— TUJUAN 1 —
Menurut kutipan sumber tentang pemilihan Komisioner KPI, kenapa pertanyaan Riza baru terjawab pada awal Oktober? Jawab dalam satu sampai tiga kalimat.
— TUJUAN 2 —
Salin kata demi kata bagian kutipan sumber dari "Dua bulan kemudian, pada" sampai "tidak berjalan semestinya.".

— KUTIPAN SUMBER —
====================

Sederet pertanyaan Riza itu tak segera mendapat jawaban. Proses seleksi menggelinding cepat. Pada pekan pertama Juli, Komisi Informasi dan Komunikasi Dewan Perwakilan Rakyat mengadakan fit and proper test selama dua hari. Lewat voting, sembilan orang akhirnya terpilih menjadi Komisioner Komisi Penyiaran Indonesia masa bakti 2013-2016.

Tiga wajah lama bertahan: Judhariksawan, Azimah Subagijo, dan Idy Muzayyad. Enam lainnya nama baru, yakni Bekti Nugroho, Agatha Lily, Amirudin, Sujarwanto Rahmat M. Arifin, Danang Sangga Buwana, dan Fajar Arifianto Isnugroho. Pada awal Agustus, Presiden Susilo Bambang Yudhoyono menandatangani keputusan presiden yang mengukuhkan mereka menjadi komisioner baru Komisi Penyiaran Indonesia.

Dua bulan kemudian, pada awal Oktober, barulah pertanyaan Riza menemukan jawaban. Dono Prasetyo, salah satu calon Komisioner KPI yang tak lolos seleksi, menemukan bukti bahwa proses pemilihan tidak berjalan semestinya.

====================

— BARIS DATA —
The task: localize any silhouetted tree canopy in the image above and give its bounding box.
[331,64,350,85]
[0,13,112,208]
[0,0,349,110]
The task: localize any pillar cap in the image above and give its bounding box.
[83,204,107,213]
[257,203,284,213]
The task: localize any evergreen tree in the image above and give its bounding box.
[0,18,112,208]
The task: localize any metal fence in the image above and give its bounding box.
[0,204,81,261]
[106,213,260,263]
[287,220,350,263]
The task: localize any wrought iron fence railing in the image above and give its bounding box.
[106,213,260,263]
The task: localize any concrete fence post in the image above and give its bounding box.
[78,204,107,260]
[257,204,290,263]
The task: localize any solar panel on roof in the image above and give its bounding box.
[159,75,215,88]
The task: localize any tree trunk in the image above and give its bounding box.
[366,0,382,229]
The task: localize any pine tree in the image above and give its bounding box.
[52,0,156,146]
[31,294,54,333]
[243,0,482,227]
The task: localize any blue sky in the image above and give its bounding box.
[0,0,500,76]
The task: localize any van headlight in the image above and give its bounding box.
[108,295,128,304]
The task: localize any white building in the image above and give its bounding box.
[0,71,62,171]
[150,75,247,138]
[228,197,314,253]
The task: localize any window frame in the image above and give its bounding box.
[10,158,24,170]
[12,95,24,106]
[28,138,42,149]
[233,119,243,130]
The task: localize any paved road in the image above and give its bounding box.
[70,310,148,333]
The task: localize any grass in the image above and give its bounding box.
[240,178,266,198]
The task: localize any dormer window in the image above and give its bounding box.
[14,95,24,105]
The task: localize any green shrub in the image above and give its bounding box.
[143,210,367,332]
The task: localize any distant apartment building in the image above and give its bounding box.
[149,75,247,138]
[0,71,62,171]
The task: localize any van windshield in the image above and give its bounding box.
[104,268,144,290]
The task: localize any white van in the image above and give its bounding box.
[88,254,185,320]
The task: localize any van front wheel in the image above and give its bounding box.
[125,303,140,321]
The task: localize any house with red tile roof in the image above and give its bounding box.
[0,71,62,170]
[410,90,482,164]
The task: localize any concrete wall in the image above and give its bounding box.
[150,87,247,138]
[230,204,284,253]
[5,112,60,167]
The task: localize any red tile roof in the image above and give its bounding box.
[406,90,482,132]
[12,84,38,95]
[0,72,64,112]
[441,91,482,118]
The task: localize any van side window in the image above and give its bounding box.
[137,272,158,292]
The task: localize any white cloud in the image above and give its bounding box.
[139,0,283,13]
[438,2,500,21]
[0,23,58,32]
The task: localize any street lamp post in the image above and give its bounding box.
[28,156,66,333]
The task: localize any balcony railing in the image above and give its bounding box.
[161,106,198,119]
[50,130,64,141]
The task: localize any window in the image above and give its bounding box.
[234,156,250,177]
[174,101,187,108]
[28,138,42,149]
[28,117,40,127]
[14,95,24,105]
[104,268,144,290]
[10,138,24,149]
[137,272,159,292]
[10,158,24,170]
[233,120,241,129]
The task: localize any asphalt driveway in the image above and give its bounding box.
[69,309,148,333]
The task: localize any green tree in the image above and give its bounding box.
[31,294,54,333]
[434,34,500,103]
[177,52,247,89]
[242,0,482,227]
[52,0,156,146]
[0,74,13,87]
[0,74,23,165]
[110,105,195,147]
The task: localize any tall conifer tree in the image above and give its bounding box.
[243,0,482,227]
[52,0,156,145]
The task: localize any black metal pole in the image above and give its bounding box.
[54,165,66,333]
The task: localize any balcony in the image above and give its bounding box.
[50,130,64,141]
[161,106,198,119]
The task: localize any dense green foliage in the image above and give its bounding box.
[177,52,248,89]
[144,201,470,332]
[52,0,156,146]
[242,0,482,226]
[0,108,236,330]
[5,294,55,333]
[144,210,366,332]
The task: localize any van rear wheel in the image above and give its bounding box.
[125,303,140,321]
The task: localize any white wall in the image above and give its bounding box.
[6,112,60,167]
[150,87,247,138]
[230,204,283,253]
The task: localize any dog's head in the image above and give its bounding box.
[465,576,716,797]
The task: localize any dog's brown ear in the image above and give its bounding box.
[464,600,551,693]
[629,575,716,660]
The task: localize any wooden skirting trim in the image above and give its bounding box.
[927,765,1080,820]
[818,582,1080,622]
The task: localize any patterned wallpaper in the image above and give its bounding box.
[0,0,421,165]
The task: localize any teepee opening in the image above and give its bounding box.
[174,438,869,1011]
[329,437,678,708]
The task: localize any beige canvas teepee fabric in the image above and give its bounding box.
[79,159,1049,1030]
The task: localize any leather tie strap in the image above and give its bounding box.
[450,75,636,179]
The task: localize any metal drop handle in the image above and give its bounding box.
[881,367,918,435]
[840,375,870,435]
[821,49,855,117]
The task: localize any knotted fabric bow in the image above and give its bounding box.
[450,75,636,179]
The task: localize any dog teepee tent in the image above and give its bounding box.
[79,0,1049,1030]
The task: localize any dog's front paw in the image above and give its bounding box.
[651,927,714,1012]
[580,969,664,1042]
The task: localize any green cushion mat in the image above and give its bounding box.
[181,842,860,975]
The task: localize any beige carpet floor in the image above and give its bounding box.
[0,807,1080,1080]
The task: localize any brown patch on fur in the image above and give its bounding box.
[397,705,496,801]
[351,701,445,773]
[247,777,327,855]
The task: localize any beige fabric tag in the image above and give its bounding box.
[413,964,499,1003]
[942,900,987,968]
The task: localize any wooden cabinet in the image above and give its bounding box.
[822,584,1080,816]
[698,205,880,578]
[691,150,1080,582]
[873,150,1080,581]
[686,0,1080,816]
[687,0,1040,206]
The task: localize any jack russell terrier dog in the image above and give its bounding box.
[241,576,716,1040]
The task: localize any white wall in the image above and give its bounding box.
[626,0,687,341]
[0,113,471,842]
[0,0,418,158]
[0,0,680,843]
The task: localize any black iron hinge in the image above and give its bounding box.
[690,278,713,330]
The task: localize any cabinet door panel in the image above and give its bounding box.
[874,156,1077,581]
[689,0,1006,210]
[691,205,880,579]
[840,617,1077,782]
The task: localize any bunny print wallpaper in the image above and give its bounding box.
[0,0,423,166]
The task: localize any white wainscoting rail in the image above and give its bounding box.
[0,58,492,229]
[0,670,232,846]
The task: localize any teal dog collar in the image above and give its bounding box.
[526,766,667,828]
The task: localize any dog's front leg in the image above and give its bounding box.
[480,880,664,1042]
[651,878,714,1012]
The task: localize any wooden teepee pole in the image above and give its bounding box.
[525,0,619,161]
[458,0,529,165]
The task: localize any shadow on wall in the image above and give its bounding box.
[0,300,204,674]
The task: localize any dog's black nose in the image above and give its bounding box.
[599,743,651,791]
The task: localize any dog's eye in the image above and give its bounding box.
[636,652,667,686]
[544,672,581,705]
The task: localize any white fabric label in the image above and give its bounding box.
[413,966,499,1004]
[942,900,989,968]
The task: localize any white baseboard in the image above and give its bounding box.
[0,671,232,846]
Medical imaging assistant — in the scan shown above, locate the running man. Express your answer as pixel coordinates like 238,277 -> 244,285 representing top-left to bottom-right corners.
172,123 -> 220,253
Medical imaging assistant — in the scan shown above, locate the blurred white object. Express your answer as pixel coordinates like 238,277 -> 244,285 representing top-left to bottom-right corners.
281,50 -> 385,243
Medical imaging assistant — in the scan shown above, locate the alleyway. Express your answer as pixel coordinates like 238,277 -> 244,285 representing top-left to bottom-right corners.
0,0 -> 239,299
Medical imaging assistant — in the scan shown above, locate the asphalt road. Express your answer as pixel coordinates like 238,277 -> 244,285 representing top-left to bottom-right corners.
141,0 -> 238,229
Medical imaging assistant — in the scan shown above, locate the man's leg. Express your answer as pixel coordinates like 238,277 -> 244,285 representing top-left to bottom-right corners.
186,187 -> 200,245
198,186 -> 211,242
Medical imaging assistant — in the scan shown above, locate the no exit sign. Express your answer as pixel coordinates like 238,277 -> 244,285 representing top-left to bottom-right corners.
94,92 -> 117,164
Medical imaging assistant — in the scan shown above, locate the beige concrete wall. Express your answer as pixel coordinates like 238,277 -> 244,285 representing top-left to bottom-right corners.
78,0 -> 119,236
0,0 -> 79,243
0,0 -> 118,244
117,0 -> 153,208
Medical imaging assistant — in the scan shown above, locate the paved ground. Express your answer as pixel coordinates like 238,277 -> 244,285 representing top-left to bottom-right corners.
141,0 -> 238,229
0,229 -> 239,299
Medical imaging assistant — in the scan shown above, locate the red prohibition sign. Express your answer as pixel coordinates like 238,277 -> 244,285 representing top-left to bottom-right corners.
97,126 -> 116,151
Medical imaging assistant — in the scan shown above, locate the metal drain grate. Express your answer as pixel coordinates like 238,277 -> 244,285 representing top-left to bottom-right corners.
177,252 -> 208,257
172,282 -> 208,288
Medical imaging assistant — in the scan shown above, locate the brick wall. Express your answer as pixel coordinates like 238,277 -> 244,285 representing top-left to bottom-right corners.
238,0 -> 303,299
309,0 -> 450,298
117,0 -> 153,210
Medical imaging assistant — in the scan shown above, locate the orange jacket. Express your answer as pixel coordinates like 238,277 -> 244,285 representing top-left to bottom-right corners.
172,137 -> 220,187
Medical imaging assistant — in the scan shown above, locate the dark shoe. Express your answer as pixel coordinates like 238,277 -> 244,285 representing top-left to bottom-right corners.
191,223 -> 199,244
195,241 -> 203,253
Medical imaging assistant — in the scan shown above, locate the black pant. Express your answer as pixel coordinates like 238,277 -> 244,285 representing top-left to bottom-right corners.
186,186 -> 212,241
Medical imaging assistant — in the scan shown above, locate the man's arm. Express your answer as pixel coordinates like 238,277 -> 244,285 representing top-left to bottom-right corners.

====================

— JAWABAN LENGKAP 1 —
Pertanyaan Riza baru terjawab karena pada awal Oktober Dono Prasetyo menemukan bukti bahwa proses pemilihan tidak berjalan semestinya. Dono Prasetyo adalah salah satu calon Komisioner KPI yang tidak lolos seleksi.

— JAWABAN LENGKAP 2 —
Dua bulan kemudian, pada awal Oktober, barulah pertanyaan Riza menemukan jawaban. Dono Prasetyo, salah satu calon Komisioner KPI yang tak lolos seleksi, menemukan bukti bahwa proses pemilihan tidak berjalan semestinya.